● **PROVIDED PASSAGE**:
The novel is a deeply intellectual and imaginatively dark tale that raises more questions than it answers. Reading it makes me want to dissect the novelist’s brain, the way that Joseph Addison’s surgeon inspects a beau’s head and a coquette’s heart.

If I were to discuss it in class, I would have students raise questions about characters, cultural artifacts, plot incidents, motifs, and themes, with each question invoking more questions in the deconstructive chain to aporia. Given that the reader will emotionally invest in the protagonists, I would ask how the characters would fare in the recent past and new dispensation, both dark.  I would also highlight for research and context the allusions to San Salvador’s Archbishop Romero, Nassim Taleb’s randomness, Bernard Kouchner and Médecins Sans Frontières, Bob Dylan’s shift to rock and electric guitar, and Carlos Zafon Ruiz’s La Sombra del Viento. Many students in these un-intellectual times should know these ‘stranger things’, along with the truth about the pre-1986 historical period recorded here.

● **DATA TO EXAMINE**:
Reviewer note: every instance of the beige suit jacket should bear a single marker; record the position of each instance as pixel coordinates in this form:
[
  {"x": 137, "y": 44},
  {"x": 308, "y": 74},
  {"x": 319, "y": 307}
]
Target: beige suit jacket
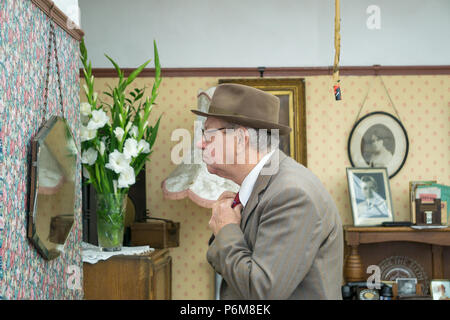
[{"x": 289, "y": 244}]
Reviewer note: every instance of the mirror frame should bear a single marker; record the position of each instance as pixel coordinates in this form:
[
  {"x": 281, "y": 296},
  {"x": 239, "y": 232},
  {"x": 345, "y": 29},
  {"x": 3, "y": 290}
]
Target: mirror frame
[{"x": 34, "y": 188}]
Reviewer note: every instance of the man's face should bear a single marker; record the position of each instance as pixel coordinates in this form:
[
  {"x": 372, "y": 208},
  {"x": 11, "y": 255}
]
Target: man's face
[
  {"x": 218, "y": 146},
  {"x": 367, "y": 189}
]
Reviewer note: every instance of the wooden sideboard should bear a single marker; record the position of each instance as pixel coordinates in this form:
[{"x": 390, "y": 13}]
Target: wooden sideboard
[
  {"x": 136, "y": 277},
  {"x": 355, "y": 236}
]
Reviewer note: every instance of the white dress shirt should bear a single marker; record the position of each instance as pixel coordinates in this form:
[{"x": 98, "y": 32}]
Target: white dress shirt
[{"x": 249, "y": 182}]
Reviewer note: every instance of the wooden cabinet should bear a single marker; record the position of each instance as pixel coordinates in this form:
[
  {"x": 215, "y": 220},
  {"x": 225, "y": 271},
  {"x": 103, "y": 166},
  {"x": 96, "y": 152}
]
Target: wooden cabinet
[{"x": 137, "y": 277}]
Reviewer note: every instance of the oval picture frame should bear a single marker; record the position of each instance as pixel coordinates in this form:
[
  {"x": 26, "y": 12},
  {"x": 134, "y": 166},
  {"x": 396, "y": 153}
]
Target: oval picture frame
[{"x": 378, "y": 140}]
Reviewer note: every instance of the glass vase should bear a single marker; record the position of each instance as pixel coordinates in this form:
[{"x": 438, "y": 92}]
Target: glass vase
[{"x": 110, "y": 220}]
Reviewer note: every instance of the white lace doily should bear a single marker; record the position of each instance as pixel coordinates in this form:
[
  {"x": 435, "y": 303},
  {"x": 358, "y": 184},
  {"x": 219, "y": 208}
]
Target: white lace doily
[{"x": 92, "y": 254}]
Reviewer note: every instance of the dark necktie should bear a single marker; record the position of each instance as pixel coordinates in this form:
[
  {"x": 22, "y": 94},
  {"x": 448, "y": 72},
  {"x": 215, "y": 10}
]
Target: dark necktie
[{"x": 236, "y": 201}]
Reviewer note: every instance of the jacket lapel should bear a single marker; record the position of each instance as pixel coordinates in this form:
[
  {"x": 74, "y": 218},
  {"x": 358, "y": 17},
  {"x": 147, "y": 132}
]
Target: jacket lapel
[{"x": 260, "y": 185}]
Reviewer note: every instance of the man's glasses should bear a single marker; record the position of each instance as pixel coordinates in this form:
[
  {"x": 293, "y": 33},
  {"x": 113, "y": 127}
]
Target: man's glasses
[{"x": 208, "y": 134}]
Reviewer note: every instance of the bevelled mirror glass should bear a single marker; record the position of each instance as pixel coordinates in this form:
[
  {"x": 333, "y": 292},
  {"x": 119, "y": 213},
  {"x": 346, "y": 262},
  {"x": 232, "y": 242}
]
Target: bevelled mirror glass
[{"x": 52, "y": 196}]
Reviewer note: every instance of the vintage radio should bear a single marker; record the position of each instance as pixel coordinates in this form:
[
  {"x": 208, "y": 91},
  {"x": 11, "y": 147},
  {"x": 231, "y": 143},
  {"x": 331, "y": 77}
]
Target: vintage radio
[
  {"x": 157, "y": 233},
  {"x": 428, "y": 213}
]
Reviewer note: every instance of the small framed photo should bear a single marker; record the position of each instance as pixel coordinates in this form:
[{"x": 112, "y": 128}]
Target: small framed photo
[
  {"x": 378, "y": 140},
  {"x": 406, "y": 286},
  {"x": 370, "y": 196},
  {"x": 440, "y": 289}
]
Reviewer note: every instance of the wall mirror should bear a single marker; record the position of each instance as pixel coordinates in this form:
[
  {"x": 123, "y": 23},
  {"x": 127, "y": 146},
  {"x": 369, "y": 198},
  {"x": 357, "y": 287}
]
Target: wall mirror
[{"x": 52, "y": 187}]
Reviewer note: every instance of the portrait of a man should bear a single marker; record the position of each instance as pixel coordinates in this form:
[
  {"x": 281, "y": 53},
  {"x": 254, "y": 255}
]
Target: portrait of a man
[
  {"x": 370, "y": 196},
  {"x": 373, "y": 205}
]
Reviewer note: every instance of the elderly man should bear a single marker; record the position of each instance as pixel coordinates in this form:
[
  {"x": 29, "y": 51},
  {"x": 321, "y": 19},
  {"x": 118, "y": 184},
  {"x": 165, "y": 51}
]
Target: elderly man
[{"x": 280, "y": 236}]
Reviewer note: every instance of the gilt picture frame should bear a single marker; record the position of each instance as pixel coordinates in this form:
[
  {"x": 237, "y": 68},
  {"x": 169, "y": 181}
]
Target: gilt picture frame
[
  {"x": 291, "y": 93},
  {"x": 378, "y": 140}
]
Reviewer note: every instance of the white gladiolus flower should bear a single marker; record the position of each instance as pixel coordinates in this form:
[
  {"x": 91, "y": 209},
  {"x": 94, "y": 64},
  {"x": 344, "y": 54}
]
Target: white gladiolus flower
[
  {"x": 126, "y": 178},
  {"x": 134, "y": 131},
  {"x": 119, "y": 133},
  {"x": 117, "y": 162},
  {"x": 86, "y": 173},
  {"x": 85, "y": 109},
  {"x": 87, "y": 134},
  {"x": 102, "y": 148},
  {"x": 130, "y": 149},
  {"x": 89, "y": 156},
  {"x": 98, "y": 120},
  {"x": 143, "y": 146},
  {"x": 115, "y": 186}
]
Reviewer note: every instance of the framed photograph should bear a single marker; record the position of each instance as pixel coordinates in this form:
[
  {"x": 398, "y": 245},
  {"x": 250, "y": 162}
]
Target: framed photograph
[
  {"x": 406, "y": 286},
  {"x": 291, "y": 93},
  {"x": 440, "y": 289},
  {"x": 378, "y": 140},
  {"x": 370, "y": 196}
]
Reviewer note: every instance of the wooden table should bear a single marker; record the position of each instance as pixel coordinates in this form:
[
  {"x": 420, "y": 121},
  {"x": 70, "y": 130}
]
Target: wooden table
[
  {"x": 132, "y": 277},
  {"x": 354, "y": 236}
]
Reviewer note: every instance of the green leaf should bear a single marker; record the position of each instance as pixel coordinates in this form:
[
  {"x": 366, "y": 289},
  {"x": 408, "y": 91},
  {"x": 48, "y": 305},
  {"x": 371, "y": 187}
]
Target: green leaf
[
  {"x": 154, "y": 132},
  {"x": 116, "y": 66},
  {"x": 135, "y": 73}
]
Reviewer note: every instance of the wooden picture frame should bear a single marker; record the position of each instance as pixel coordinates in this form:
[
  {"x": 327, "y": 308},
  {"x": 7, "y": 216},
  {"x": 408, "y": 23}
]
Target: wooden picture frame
[
  {"x": 291, "y": 93},
  {"x": 370, "y": 196},
  {"x": 378, "y": 140}
]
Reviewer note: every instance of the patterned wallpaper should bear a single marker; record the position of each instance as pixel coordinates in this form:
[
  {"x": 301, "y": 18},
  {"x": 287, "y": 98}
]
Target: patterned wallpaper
[
  {"x": 423, "y": 103},
  {"x": 24, "y": 36}
]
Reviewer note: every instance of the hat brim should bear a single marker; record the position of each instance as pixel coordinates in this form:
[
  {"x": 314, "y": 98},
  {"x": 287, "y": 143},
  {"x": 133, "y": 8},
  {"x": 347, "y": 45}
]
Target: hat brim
[{"x": 246, "y": 121}]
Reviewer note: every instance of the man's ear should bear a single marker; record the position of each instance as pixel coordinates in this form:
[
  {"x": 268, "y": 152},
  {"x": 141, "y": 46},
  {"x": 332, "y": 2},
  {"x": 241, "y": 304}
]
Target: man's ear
[{"x": 243, "y": 137}]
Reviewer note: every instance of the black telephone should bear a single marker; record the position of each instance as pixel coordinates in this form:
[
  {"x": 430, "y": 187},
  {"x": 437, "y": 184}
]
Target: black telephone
[{"x": 360, "y": 291}]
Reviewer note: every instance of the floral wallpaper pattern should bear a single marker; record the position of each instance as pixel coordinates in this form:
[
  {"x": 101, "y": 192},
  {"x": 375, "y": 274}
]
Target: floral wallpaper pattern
[{"x": 24, "y": 36}]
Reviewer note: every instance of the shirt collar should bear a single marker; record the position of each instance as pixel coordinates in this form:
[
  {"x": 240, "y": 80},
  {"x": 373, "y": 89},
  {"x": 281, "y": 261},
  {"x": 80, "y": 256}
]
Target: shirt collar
[{"x": 249, "y": 182}]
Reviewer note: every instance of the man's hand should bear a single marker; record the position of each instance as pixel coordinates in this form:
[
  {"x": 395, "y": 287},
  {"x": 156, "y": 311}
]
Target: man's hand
[{"x": 223, "y": 214}]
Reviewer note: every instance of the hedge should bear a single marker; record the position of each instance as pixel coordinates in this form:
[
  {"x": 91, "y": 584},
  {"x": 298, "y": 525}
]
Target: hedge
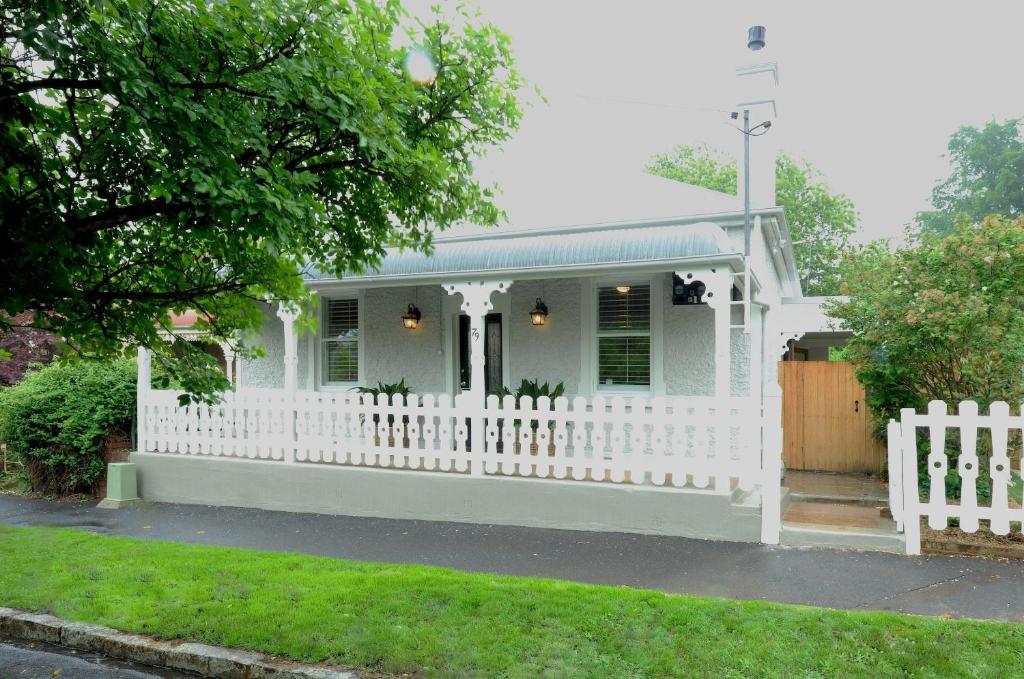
[{"x": 57, "y": 419}]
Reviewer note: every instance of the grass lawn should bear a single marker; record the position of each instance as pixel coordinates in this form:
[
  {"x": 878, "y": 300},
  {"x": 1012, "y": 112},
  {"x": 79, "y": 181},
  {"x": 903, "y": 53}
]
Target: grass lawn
[{"x": 441, "y": 623}]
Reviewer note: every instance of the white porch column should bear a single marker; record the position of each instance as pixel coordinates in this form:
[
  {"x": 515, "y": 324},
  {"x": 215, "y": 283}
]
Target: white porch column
[
  {"x": 143, "y": 385},
  {"x": 291, "y": 354},
  {"x": 476, "y": 303},
  {"x": 771, "y": 447},
  {"x": 757, "y": 350},
  {"x": 228, "y": 362}
]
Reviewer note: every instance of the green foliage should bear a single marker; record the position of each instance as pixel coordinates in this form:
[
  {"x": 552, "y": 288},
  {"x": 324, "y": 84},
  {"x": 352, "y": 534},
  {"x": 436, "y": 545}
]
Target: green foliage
[
  {"x": 987, "y": 178},
  {"x": 535, "y": 390},
  {"x": 943, "y": 320},
  {"x": 400, "y": 620},
  {"x": 389, "y": 390},
  {"x": 56, "y": 420},
  {"x": 179, "y": 155},
  {"x": 820, "y": 221}
]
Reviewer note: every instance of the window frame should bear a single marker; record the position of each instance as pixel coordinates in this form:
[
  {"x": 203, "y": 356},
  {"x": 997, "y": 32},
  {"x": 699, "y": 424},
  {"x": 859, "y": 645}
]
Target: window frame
[
  {"x": 655, "y": 382},
  {"x": 359, "y": 299}
]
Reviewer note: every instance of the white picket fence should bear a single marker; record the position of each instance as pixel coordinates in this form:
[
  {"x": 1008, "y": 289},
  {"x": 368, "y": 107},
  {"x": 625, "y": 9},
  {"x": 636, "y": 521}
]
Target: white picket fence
[
  {"x": 671, "y": 441},
  {"x": 998, "y": 429}
]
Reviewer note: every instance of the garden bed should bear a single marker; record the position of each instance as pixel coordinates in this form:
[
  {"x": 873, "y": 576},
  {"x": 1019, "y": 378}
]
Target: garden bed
[{"x": 952, "y": 541}]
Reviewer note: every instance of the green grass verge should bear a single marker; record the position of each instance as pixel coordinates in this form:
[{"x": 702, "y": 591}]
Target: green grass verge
[{"x": 442, "y": 623}]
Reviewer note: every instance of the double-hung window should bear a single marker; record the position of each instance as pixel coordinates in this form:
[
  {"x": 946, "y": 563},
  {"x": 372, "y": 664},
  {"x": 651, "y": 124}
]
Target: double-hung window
[
  {"x": 340, "y": 341},
  {"x": 624, "y": 336}
]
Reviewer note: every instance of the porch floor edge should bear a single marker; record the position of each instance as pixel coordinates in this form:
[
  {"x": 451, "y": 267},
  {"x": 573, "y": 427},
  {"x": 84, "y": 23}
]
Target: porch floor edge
[{"x": 430, "y": 496}]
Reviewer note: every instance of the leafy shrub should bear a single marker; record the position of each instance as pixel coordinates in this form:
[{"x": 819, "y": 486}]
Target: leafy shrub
[
  {"x": 535, "y": 390},
  {"x": 58, "y": 417},
  {"x": 389, "y": 390}
]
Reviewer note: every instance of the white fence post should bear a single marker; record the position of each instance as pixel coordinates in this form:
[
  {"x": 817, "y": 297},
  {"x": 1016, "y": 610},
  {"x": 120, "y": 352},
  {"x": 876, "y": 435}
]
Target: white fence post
[
  {"x": 911, "y": 495},
  {"x": 895, "y": 468},
  {"x": 771, "y": 462},
  {"x": 143, "y": 384}
]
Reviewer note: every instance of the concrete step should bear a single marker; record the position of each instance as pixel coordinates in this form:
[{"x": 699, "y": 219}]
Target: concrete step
[
  {"x": 812, "y": 535},
  {"x": 842, "y": 500},
  {"x": 753, "y": 498}
]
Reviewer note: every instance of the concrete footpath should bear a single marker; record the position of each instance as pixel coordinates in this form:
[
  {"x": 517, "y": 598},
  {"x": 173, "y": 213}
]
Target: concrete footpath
[{"x": 935, "y": 585}]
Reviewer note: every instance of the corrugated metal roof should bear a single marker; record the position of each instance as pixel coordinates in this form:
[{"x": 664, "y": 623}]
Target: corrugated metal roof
[{"x": 554, "y": 251}]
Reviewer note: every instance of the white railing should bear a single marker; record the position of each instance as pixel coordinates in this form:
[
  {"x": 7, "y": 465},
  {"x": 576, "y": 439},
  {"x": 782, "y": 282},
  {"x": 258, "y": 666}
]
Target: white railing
[
  {"x": 673, "y": 441},
  {"x": 993, "y": 431}
]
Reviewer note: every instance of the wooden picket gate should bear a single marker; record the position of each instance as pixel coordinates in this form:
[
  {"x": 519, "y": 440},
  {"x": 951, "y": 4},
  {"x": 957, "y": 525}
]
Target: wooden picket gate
[
  {"x": 992, "y": 433},
  {"x": 825, "y": 423}
]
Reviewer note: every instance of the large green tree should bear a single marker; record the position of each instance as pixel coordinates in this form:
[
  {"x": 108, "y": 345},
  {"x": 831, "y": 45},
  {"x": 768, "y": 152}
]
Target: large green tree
[
  {"x": 820, "y": 221},
  {"x": 987, "y": 177},
  {"x": 940, "y": 320},
  {"x": 183, "y": 154}
]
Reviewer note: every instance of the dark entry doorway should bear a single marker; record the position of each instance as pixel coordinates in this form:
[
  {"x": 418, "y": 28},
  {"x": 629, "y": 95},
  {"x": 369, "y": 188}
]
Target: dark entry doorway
[{"x": 494, "y": 379}]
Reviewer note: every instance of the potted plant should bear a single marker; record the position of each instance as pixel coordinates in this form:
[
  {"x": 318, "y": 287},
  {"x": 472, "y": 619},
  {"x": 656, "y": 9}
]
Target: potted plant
[
  {"x": 390, "y": 390},
  {"x": 535, "y": 389}
]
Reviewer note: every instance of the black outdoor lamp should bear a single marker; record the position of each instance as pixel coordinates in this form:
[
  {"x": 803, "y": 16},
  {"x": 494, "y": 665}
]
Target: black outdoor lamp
[
  {"x": 540, "y": 313},
  {"x": 412, "y": 317}
]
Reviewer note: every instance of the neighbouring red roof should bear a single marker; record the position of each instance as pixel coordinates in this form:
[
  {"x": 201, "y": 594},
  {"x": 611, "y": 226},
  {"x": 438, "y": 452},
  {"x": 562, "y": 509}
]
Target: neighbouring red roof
[{"x": 183, "y": 320}]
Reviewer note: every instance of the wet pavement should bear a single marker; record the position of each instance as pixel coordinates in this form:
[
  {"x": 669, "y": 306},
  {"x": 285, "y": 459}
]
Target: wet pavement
[
  {"x": 933, "y": 585},
  {"x": 39, "y": 661}
]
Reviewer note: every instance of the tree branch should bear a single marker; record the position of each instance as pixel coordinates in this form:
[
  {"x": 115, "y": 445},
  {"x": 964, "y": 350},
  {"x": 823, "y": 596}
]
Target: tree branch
[{"x": 51, "y": 83}]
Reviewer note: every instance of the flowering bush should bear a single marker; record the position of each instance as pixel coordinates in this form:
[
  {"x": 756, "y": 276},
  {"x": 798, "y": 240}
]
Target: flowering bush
[{"x": 943, "y": 320}]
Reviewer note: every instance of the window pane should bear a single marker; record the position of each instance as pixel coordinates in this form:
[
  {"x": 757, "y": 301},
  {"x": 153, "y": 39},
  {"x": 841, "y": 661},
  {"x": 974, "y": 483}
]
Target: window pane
[
  {"x": 628, "y": 310},
  {"x": 624, "y": 361},
  {"x": 341, "y": 319},
  {"x": 341, "y": 340},
  {"x": 341, "y": 361}
]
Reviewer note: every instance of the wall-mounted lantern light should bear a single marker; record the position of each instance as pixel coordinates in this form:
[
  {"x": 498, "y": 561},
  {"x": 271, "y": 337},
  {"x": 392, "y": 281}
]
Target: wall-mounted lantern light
[
  {"x": 412, "y": 317},
  {"x": 540, "y": 313}
]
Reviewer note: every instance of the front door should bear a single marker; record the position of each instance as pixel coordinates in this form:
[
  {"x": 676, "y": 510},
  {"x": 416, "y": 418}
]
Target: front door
[
  {"x": 493, "y": 377},
  {"x": 825, "y": 424}
]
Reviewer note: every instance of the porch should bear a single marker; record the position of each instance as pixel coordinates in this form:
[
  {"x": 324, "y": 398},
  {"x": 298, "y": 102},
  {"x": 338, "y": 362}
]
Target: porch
[{"x": 656, "y": 333}]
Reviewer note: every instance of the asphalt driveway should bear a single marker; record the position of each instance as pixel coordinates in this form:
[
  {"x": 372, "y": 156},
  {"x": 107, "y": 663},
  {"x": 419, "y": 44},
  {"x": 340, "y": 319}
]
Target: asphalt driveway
[{"x": 934, "y": 585}]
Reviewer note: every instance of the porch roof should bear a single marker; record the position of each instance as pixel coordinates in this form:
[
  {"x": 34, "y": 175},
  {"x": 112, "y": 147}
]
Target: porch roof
[{"x": 559, "y": 251}]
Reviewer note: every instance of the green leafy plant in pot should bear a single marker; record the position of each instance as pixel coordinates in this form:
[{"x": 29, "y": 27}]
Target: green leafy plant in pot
[
  {"x": 390, "y": 390},
  {"x": 534, "y": 389}
]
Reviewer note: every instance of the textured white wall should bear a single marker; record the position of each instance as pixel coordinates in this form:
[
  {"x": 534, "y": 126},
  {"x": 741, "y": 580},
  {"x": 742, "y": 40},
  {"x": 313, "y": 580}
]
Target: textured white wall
[
  {"x": 267, "y": 371},
  {"x": 549, "y": 352},
  {"x": 689, "y": 350},
  {"x": 391, "y": 351}
]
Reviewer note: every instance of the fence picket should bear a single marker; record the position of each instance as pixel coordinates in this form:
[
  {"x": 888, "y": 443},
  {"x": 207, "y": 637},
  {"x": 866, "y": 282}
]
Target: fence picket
[{"x": 937, "y": 465}]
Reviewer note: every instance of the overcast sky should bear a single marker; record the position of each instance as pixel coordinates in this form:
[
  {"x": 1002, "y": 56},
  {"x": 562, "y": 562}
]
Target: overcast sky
[{"x": 869, "y": 91}]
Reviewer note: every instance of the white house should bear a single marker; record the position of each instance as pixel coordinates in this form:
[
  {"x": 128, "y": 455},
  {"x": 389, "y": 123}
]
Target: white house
[{"x": 632, "y": 291}]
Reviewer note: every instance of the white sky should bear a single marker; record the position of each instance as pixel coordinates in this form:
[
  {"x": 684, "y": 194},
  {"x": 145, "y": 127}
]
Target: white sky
[{"x": 869, "y": 91}]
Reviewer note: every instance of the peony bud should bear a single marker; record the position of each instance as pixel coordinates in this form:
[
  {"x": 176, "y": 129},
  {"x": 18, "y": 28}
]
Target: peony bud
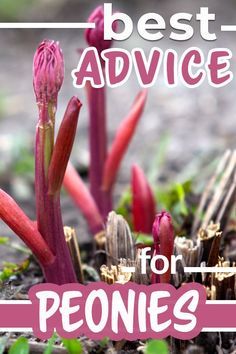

● **WHAT YOU NEED TO DO**:
Continue the commentary on the novel, starting right after its final sentence. None of the entries is needed for the work here.

● **TASK OUTPUT**:
So much more could be written about the novel using a variety of contemporary literary lenses. For example, just as some American movies casually drop the F word, the novel bandies about the B word for female genitals in a scene of oral sex, urination, and an old Bikol joke on the odor of dinailan, fermented krill. Interestingly enough, the counterpart B for male genitalia never appears in the text. A feminist critique would take note of the ‘vulva monologue’ and pose these questions: Does this novel, written by a male, reduce women to their sexed existence? Is there more “to ‘the woman’s part’ than meets the eye”?  Another tack would be the Reader Response approach to identify the Implied Reader of this text, while Cultural Studies would look into the mesh of lore and pop.

How appropriate indeed it was for me to have read this book last May 9, given the infodemic’s role in the 2022 elections. This book states basic questions about Truth that the country will confront in the next decade when a financial tsunami is expected, and when my generation who struggled through the martial law years may pass without seeing the dawn. I can only hope that the people do not forget Lolo Kikoy’s and Plas’s epistles and incantations about lamigtis (feet) and those who crawl. I also pray that what is divined in the left palm is something we will see in our own children’s palms as well, lest many of our people disappear into Alkawaraan’s void once more.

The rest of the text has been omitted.